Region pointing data
Content starts
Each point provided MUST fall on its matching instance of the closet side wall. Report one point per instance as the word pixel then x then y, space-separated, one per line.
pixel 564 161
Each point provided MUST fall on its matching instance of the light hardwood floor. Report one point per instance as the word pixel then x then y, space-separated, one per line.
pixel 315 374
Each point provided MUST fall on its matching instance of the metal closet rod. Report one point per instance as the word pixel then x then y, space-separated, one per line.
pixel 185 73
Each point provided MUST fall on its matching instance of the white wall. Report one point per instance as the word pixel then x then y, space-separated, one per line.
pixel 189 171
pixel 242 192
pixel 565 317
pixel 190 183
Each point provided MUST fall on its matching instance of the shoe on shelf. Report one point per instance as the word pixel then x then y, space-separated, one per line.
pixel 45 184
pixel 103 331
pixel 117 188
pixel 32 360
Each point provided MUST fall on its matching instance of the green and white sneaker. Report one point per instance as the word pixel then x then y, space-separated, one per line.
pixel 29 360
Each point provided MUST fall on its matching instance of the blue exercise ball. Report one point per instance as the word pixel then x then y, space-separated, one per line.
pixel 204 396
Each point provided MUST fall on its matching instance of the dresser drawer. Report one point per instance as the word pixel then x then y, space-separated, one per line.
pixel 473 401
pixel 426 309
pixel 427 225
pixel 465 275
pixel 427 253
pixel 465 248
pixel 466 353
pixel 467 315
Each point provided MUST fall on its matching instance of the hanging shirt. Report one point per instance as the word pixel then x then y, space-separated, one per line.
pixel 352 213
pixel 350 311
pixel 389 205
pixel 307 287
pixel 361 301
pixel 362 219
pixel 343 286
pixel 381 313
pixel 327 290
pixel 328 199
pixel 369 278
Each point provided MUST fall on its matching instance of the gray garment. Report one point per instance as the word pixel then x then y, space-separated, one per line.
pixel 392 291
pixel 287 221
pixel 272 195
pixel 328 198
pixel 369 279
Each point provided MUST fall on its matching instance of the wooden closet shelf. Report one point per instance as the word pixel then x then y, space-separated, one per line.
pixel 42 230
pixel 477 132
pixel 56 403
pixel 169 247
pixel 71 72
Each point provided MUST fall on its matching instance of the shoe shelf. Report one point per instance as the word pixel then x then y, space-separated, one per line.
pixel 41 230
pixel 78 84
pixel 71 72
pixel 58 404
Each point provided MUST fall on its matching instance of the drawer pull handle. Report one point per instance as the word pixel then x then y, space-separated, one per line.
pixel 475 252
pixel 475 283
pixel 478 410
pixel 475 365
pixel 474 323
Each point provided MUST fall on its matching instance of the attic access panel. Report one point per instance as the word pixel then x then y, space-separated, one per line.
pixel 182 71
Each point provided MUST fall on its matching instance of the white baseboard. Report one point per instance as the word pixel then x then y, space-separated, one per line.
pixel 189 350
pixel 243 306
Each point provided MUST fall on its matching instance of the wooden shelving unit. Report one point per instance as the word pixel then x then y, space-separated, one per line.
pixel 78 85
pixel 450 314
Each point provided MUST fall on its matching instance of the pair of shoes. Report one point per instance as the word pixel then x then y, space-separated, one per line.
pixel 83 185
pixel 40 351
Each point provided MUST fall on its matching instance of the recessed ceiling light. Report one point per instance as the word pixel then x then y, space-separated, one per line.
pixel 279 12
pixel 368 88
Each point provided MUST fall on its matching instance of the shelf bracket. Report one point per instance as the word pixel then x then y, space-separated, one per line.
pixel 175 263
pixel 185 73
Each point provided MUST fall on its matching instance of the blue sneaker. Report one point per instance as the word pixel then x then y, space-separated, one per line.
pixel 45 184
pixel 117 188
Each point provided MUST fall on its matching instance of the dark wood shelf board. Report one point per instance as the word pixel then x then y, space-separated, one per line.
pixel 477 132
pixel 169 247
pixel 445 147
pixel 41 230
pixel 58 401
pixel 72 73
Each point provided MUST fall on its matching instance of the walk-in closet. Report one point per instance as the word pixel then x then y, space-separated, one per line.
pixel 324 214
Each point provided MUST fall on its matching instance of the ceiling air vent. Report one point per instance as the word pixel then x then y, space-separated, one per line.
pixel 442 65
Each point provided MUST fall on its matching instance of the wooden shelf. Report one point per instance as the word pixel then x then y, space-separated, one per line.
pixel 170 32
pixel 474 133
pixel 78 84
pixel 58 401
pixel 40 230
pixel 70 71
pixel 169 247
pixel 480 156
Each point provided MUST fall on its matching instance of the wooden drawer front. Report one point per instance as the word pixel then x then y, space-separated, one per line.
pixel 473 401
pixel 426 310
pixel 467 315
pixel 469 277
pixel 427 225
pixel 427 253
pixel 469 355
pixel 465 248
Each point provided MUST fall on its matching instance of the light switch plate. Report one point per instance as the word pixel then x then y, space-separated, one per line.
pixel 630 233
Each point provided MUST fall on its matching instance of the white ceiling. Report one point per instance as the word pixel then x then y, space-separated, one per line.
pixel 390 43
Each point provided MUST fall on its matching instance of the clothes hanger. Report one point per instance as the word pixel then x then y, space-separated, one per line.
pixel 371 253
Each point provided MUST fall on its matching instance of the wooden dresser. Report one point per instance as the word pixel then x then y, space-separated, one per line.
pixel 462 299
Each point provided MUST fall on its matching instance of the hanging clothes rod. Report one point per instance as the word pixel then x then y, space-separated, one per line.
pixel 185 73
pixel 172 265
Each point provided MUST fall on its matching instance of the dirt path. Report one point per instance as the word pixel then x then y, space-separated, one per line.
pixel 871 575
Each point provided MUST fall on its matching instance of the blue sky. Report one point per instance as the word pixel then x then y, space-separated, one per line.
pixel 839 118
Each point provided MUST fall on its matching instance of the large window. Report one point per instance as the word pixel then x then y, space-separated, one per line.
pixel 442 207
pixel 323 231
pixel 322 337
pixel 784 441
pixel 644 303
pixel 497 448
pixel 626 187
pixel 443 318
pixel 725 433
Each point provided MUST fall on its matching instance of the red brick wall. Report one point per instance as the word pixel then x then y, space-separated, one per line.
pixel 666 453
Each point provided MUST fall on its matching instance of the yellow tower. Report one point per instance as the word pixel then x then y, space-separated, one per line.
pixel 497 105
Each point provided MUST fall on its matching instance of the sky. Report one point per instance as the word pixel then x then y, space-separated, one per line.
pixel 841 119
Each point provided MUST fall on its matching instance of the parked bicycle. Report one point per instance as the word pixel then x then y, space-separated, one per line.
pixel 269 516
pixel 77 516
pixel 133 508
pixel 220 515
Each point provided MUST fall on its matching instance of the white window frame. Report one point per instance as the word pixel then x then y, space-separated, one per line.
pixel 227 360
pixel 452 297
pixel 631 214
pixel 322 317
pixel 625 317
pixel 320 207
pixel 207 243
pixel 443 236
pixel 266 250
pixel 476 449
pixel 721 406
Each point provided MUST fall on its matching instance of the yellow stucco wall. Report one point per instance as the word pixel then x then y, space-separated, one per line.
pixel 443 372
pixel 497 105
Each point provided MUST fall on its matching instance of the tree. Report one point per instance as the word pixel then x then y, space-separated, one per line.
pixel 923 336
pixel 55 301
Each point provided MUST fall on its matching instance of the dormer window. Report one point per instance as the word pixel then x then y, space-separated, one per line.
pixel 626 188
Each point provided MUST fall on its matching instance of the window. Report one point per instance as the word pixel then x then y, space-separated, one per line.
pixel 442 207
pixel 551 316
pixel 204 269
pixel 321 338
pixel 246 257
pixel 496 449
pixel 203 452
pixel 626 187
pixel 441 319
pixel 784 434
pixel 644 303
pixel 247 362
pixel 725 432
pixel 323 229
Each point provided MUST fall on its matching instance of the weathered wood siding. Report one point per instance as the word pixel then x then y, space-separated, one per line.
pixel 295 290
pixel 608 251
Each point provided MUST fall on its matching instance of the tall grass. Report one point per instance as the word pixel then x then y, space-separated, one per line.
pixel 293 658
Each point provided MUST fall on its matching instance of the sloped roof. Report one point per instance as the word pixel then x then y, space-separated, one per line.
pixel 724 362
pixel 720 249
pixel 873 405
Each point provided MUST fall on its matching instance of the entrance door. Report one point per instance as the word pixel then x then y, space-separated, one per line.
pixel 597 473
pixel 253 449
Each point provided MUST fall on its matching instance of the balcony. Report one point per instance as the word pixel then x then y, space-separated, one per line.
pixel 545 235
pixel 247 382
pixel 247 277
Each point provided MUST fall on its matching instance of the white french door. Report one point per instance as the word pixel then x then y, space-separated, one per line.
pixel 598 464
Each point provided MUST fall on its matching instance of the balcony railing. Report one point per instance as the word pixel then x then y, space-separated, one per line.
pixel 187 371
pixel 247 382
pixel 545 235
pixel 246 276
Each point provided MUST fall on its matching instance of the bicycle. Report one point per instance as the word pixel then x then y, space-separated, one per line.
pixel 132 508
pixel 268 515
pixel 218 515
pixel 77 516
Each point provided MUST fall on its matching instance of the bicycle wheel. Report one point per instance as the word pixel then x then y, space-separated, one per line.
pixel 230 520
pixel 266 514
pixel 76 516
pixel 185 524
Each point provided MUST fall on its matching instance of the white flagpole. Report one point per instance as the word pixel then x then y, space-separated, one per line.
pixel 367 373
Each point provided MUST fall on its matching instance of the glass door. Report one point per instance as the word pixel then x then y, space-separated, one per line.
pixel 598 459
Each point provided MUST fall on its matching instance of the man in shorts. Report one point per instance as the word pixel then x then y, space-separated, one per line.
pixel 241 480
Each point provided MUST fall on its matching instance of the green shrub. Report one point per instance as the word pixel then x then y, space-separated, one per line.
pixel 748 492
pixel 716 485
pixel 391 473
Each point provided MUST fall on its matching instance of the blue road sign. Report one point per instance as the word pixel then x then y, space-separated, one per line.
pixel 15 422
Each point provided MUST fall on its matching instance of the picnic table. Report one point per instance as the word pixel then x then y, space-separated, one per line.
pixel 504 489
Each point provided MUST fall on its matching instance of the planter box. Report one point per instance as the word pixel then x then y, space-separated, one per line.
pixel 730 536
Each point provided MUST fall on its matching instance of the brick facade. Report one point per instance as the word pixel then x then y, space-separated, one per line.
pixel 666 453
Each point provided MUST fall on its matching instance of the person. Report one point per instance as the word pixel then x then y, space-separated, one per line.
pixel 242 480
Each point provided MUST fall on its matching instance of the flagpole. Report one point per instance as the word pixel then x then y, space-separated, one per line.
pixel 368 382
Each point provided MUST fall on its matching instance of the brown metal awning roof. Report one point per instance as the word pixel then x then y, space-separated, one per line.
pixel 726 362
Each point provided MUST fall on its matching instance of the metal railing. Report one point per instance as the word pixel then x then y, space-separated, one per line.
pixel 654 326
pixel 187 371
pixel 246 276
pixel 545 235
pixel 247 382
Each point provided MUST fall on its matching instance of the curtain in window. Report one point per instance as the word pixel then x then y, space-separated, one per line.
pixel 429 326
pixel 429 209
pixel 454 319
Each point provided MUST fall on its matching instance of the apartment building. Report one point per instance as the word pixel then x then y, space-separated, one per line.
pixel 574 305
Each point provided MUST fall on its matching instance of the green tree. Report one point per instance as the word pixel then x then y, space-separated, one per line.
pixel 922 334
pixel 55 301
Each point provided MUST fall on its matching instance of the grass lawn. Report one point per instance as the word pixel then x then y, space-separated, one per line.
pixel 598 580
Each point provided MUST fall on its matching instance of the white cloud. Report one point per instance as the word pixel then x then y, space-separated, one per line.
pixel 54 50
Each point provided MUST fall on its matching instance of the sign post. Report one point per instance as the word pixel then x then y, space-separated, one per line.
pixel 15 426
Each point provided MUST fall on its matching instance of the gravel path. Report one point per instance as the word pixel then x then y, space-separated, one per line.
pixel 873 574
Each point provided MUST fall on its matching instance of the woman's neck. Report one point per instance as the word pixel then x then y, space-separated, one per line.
Content ends
This exercise calls for the line containing "the green tree." and each line after it in the records, copied exactly.

Each point provided MUST fall on its matching instance of the green tree. Report one point per instance as the word pixel then x then y, space-separated, one per line.
pixel 922 334
pixel 55 301
Each point provided MUST fall on its matching instance of the grass lawn. Report one point per instance as the word pixel then x then y, space-separated, one per line.
pixel 598 580
Each point provided MUST fall on its matching instance of the white cloud. Report one point per instance as the word pixel then x then y, space-separated, one per line.
pixel 54 50
Each point provided MUST fall on its matching instance of the sign post. Report one point per instance as the word pixel then x then y, space-separated, one per line.
pixel 15 426
Each point provided MUST fall on its matching instance of the gravel path. Report one point per instance as the word pixel then x then y, space-separated, one per line.
pixel 873 574
Each point provided MUST fall on its matching instance of the woman's neck. Report one point per instance as the word pixel then x then y, space-separated, one per line.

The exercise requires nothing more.